START

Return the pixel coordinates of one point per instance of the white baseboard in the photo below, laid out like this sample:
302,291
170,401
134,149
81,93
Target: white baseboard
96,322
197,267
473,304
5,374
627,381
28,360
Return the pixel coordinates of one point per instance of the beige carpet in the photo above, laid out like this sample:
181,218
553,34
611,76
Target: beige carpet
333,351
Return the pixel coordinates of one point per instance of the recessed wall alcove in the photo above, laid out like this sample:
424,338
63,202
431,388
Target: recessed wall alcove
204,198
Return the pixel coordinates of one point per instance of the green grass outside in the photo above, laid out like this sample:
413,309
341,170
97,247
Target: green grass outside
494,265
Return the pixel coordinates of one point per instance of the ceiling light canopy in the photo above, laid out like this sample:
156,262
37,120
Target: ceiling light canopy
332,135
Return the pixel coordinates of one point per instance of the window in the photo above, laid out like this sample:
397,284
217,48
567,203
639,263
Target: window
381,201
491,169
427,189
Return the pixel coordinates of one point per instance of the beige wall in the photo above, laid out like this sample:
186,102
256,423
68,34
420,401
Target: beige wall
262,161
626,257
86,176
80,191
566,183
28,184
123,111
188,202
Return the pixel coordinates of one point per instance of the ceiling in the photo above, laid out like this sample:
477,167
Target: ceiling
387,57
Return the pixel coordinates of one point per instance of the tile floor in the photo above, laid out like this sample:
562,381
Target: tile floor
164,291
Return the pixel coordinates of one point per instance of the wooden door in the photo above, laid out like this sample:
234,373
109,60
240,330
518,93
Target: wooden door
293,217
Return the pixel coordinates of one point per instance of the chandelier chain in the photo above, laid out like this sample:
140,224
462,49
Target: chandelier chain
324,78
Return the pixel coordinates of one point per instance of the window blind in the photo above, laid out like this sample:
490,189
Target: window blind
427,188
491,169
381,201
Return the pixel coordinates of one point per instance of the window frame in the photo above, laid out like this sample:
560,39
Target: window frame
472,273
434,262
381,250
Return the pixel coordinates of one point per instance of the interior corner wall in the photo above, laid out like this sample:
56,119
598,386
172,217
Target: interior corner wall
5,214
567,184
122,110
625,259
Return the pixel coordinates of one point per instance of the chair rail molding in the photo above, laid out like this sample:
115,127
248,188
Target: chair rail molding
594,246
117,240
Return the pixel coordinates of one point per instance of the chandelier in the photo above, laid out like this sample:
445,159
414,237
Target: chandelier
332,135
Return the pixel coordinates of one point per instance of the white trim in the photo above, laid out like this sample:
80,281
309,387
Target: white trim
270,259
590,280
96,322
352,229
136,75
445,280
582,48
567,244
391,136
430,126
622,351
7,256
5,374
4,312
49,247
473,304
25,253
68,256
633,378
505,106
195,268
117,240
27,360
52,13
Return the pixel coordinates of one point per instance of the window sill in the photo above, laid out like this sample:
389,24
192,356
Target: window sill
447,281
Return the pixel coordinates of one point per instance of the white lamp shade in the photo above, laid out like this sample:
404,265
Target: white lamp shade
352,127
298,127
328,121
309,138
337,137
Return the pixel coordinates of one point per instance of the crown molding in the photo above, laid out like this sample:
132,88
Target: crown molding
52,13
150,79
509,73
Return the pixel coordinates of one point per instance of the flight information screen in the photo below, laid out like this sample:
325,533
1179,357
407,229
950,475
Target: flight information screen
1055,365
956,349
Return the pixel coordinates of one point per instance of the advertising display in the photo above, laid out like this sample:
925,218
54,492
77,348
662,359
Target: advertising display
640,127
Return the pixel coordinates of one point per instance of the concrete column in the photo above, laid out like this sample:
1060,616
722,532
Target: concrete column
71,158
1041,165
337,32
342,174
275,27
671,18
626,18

END

## TASK BRIEF
Copy out all of the records above again, substituting "x,y coordinates" for "pixel coordinates" everywhere it occurs and leaving everything else unchanged.

## EXERCISE OUTPUT
Return the x,y coordinates of one point per instance of the white baseboard in the photo below, laid out like this sample:
302,291
170,401
134,149
81,93
Target: white baseboard
96,322
197,267
473,304
5,374
627,381
28,360
Return the x,y coordinates of one point per instance of the beige carpet in the photo above, laid out like this sample:
181,218
553,34
611,76
Target: beige carpet
333,351
Return the x,y coordinates of one point per instance of the recessed wall alcove in the photo above, laid out like this sample:
424,338
63,202
431,388
Target: recessed wall alcove
204,198
Return the x,y coordinates of one point per instance of the green grass outside in the photo above, laid out like this sample:
413,309
341,170
97,247
Target: green grass outside
494,265
Return the x,y coordinates of one point per instance of the ceiling light canopy in the photo above, laid out like this sample:
156,262
37,120
Target: ceiling light canopy
332,135
Return the x,y coordinates of one point per instance of the window in the photo above, laid out like this sample:
397,284
217,48
567,203
639,263
Target: window
381,201
491,169
427,189
Return the x,y coordinates of one point per instance of the beige wall in the photo above, laid out like this sample:
186,102
256,423
68,34
420,401
Target: beige wall
262,161
626,257
86,176
80,191
566,183
28,184
123,111
188,202
Return the x,y coordinates of one point per instance of the ceiling in the photo above, laid out like this sample:
477,167
Target: ceiling
387,57
Return the x,y coordinates of one point per instance of the tile floor in the photo above, laid out like this sample:
562,381
Target: tile floor
164,291
Return the x,y coordinates of one point per instance of the wooden door in the photo above, laid out like this sample:
234,373
109,60
240,330
518,93
Target: wooden door
293,217
Return the x,y coordinates of one point per instance of the chandelier chain in the photo above, laid out like this sample:
140,224
462,49
Target: chandelier chain
324,78
Return the x,y coordinates of one point per instance of the window blind in the photo above, laid out like this sample:
490,189
Target: window blind
427,188
491,169
381,201
Return the x,y coordinates of one point per instance of the window frame in the photo above, laid out like this sample:
560,39
Target: window frame
472,273
434,262
381,250
Return the x,y coordinates of one point per instance of the interior corner wall in the photo above, laid out like this sample:
56,119
598,386
172,217
Target: interior corner wall
5,214
567,184
122,110
625,259
Return the x,y coordinates of one point per instance of the chair rail molding in the photo above, laid out like this sample:
115,127
248,188
Target: chair rail molding
594,246
117,240
Return the x,y coordinates of one point per instance of the chandelier in the photo above, laid out like this sample:
445,159
414,237
Target: chandelier
332,135
Return the x,y coordinates of one point per instance of the white trim in the photo above, laid out like this sample:
80,281
309,387
Target: white trim
270,259
590,280
96,322
352,229
136,75
445,280
582,48
567,244
391,136
430,126
622,351
7,256
5,374
4,312
49,247
473,304
25,253
68,256
633,378
505,106
195,268
117,240
27,360
52,13
Return the x,y coordinates of one point per instance of the window sill in the photo above, laid out like this sample:
389,24
192,356
Target: window sill
447,281
Return the x,y coordinates of one point per instance of the white lamp shade in the photo above, laid out like this sample:
404,265
Target: white lamp shade
352,127
298,127
328,121
309,138
337,137
Return the x,y coordinates of one point per instance of the crown molding in the photo above, laid out like this sample:
132,88
Target: crown molding
52,13
150,79
509,73
Return the x,y coordinates of one point per instance of the flight information screen in the photo below, laid out like this sample:
325,533
1179,357
407,229
950,475
Target: flight information screen
1055,365
956,349
Return the x,y coordinates of one point per instance of the advertising display in the photo above, laid out like this sample:
925,218
54,492
77,348
662,359
Target: advertising display
640,127
Return the x,y coordinates of one point per instance of the concrete column in the photo above, laid out like this sample:
1060,616
722,532
Target: concrete column
71,158
1041,165
337,32
342,174
275,27
671,18
626,18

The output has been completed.